## TO BE DONE
Repeat the entries below, from the line containing "Question: What bounding box encloses the river water" through the last line of the entries, both included.

## RECORDS SUPPLIED
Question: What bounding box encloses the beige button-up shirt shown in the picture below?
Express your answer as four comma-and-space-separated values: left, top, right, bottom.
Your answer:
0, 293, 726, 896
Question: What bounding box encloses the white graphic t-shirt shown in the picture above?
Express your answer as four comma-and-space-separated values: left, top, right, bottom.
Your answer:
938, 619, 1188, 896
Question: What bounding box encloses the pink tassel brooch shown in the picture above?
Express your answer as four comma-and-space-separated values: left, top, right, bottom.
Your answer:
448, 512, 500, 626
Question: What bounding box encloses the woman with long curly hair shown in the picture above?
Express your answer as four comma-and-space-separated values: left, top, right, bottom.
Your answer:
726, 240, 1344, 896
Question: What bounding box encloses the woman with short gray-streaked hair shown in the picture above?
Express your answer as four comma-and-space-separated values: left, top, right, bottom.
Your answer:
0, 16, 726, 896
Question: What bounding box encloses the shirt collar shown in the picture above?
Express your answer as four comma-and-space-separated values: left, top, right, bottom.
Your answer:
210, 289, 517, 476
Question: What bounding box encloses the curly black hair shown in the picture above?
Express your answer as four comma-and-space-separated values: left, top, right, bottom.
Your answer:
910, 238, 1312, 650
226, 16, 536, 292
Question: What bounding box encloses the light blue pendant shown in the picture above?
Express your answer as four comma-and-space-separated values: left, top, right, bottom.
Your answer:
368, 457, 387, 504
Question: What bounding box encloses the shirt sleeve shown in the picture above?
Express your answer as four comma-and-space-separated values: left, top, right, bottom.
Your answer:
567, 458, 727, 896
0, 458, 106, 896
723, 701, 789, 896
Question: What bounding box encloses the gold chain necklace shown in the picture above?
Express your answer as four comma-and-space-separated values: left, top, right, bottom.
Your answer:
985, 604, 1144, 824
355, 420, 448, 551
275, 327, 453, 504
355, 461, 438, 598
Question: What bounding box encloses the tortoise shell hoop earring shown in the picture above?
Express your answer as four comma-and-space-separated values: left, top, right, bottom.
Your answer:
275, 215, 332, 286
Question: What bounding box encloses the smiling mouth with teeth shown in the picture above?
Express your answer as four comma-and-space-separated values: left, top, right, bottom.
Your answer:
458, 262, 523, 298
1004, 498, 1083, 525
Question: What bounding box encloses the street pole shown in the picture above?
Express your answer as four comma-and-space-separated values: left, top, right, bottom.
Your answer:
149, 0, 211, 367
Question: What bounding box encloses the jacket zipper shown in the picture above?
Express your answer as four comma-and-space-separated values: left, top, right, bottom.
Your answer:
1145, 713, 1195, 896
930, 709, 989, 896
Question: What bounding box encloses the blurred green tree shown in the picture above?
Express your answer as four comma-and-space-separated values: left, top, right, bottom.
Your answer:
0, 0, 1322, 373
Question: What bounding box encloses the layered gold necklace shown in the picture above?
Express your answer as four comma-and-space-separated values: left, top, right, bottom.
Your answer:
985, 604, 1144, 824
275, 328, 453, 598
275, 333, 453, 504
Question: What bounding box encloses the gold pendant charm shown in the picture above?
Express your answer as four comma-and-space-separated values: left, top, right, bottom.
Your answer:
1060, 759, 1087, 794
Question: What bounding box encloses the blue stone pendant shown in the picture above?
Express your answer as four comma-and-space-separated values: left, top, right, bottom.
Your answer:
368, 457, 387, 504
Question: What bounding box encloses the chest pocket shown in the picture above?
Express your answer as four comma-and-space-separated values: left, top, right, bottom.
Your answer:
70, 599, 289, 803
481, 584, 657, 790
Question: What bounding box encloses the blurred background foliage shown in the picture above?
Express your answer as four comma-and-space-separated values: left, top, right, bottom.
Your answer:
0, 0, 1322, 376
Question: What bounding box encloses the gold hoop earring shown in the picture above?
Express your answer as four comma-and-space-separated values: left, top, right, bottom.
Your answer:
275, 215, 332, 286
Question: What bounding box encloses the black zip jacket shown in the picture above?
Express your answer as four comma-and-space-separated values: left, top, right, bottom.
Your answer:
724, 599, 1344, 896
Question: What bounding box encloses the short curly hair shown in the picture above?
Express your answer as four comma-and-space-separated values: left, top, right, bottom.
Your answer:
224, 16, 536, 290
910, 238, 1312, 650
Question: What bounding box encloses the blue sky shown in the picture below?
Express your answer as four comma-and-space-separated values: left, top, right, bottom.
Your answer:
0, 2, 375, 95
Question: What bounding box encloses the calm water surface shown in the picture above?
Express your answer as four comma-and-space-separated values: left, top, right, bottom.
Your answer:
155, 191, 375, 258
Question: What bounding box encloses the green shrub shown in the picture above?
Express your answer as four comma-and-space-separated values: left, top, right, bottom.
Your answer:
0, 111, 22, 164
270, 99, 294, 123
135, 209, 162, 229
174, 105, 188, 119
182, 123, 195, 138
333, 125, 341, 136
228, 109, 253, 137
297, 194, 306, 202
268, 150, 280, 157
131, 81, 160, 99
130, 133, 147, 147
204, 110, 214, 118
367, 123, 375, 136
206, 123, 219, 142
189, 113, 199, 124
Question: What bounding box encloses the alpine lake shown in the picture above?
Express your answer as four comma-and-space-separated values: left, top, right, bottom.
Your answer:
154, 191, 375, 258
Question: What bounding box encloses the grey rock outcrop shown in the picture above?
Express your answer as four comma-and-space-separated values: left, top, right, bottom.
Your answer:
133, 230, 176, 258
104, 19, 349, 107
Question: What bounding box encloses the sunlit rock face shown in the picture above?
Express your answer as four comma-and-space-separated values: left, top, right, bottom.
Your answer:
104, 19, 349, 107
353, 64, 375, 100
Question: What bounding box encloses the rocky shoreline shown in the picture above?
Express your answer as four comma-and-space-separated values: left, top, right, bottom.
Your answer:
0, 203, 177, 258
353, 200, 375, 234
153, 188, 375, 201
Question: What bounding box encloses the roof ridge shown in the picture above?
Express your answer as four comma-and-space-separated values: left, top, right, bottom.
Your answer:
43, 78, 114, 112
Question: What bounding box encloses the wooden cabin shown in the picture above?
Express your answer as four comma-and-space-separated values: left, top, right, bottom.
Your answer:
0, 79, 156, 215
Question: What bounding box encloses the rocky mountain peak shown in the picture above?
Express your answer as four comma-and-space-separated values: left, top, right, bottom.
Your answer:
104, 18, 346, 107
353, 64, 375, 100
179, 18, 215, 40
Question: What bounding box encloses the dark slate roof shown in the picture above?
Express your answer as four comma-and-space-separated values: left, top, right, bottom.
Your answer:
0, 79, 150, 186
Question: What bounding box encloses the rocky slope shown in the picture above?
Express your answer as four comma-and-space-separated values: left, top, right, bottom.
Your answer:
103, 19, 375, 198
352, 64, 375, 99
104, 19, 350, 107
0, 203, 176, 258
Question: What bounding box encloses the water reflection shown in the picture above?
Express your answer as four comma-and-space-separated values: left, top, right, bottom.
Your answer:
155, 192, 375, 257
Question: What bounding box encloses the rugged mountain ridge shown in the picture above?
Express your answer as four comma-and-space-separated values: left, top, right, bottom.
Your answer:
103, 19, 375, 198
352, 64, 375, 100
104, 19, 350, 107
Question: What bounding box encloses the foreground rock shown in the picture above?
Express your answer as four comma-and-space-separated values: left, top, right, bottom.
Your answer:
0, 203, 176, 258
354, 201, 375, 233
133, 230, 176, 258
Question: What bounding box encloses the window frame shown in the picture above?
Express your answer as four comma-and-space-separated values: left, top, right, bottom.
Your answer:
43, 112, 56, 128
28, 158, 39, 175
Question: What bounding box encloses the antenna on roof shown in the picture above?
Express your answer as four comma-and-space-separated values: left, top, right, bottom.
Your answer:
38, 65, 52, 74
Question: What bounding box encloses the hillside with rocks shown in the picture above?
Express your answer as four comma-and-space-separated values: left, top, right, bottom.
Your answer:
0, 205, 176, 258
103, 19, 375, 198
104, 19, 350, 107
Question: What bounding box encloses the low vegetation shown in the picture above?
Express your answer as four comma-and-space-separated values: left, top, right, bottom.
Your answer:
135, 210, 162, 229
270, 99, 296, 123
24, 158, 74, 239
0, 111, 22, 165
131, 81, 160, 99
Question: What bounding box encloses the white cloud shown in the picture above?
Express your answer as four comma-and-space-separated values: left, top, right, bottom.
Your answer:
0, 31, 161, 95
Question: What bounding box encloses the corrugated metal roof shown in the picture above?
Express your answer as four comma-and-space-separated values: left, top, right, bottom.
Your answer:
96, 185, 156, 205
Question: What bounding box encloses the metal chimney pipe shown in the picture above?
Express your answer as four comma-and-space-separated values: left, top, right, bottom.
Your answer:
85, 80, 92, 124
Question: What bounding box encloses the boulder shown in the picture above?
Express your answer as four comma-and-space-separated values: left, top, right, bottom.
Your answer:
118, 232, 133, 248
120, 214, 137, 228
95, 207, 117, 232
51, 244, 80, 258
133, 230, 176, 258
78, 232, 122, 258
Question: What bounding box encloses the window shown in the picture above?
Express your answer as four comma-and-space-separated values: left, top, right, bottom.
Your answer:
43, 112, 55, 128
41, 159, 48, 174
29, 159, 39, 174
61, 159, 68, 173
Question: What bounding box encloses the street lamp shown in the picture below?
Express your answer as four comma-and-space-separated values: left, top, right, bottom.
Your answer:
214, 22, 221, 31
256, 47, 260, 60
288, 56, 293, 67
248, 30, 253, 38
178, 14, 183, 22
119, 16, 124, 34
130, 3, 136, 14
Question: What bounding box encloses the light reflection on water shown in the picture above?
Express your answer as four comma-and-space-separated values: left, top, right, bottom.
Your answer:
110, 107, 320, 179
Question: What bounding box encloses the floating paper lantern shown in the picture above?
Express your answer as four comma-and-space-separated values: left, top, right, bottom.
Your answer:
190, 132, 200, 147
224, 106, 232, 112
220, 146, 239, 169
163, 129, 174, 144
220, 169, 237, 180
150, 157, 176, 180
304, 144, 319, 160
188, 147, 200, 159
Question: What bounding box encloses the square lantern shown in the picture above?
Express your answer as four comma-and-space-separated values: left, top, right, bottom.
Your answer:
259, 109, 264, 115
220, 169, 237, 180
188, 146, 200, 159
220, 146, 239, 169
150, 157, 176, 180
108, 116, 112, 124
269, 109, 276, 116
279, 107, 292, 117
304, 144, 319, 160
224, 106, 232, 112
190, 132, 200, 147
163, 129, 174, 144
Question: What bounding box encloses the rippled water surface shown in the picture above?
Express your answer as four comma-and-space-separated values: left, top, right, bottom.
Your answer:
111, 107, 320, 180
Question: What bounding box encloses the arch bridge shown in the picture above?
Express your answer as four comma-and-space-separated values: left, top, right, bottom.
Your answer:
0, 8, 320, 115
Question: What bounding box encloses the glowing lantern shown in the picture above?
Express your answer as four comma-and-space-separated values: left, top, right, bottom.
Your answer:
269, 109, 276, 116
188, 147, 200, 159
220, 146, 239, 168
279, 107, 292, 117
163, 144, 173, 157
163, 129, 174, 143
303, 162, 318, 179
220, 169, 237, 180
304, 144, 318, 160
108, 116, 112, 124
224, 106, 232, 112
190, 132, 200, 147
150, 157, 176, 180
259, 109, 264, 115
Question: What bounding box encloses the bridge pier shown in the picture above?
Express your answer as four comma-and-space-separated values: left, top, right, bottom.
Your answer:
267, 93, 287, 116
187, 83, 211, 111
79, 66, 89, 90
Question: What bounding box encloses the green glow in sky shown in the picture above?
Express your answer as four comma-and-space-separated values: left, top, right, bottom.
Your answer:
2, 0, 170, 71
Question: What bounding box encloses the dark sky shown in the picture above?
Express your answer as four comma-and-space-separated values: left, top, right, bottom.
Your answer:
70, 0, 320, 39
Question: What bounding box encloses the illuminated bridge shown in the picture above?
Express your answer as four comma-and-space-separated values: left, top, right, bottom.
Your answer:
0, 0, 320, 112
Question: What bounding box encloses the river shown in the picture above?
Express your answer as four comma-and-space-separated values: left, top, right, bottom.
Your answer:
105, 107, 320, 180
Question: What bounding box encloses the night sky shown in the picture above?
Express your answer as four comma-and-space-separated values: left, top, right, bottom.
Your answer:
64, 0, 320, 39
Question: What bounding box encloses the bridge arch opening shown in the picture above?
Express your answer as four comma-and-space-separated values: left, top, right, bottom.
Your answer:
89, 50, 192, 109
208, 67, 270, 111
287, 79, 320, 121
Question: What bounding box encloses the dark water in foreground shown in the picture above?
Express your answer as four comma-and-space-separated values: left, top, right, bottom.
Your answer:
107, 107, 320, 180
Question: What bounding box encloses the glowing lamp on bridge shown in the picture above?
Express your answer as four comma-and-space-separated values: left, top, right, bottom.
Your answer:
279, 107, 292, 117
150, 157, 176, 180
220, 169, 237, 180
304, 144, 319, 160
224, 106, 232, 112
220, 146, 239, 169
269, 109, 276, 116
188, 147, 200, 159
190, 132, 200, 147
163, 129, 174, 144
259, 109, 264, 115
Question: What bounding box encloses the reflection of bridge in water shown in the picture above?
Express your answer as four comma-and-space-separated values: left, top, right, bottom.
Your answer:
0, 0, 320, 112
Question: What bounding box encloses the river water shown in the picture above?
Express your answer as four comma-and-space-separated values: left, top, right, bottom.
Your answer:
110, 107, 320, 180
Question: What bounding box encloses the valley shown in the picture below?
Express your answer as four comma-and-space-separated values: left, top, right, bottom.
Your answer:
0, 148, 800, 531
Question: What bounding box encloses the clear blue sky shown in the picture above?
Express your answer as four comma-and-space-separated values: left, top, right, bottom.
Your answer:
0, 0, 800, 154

## FINISHED EXERCISE
Question: What bounding box encloses the river water shown in the picture above?
Express your answer as four comma-and-space-separated values: left, top, right, bottom.
Your answer:
110, 107, 320, 180
Question: What bounding box encloses the valley shown in the picture below?
Express your answer as four comma-and-space-separated values: left, top, right, bottom.
Your answer:
0, 148, 800, 531
Question: What bounding box encloses the clear blue sky shown in the picture above?
Express your answer as four comma-and-space-separated values: left, top, right, bottom.
Your answer:
0, 0, 800, 154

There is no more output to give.